**Records for processing**
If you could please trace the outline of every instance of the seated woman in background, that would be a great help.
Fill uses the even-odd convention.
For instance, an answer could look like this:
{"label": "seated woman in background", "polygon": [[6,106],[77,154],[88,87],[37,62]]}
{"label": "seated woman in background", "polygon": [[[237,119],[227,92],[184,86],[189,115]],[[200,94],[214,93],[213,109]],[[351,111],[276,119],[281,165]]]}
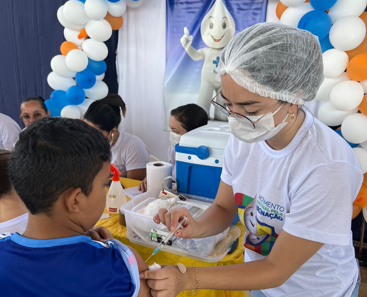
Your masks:
{"label": "seated woman in background", "polygon": [[112,154],[111,162],[117,166],[122,176],[141,180],[146,175],[150,153],[138,137],[117,130],[121,121],[120,110],[125,117],[125,103],[117,94],[110,94],[90,105],[84,115],[84,121],[108,138]]}
{"label": "seated woman in background", "polygon": [[42,118],[50,117],[45,101],[40,96],[28,97],[25,99],[21,104],[20,118],[26,126]]}
{"label": "seated woman in background", "polygon": [[[172,176],[176,178],[176,152],[175,146],[180,142],[185,133],[208,124],[206,112],[199,105],[193,103],[182,105],[171,111],[170,117],[170,142],[171,146],[166,156],[166,162],[172,164]],[[139,189],[146,191],[146,177],[139,186]]]}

**To do**
Which lines of the listing above contain the word "background"? Copy each of those lines in full.

**Final answer**
If you could please trace the outline of every instance of the seated woman in background, that would be a great help.
{"label": "seated woman in background", "polygon": [[6,106],[77,154],[88,87],[37,62]]}
{"label": "seated woman in background", "polygon": [[[237,119],[227,92],[184,86],[189,115]],[[200,94],[214,93],[213,109]],[[351,111],[276,119],[281,165]]]}
{"label": "seated woman in background", "polygon": [[112,154],[111,162],[117,166],[122,176],[141,180],[146,175],[150,153],[138,137],[117,130],[121,121],[120,110],[125,117],[125,103],[117,94],[110,94],[90,105],[84,115],[84,121],[108,138]]}
{"label": "seated woman in background", "polygon": [[42,118],[50,117],[45,101],[40,96],[28,97],[25,99],[21,104],[20,118],[26,126]]}
{"label": "seated woman in background", "polygon": [[[172,176],[176,178],[176,152],[175,146],[180,142],[185,133],[208,124],[206,112],[199,105],[193,103],[182,105],[171,111],[170,117],[170,142],[171,146],[166,156],[166,162],[172,164]],[[139,189],[146,191],[146,177],[139,186]]]}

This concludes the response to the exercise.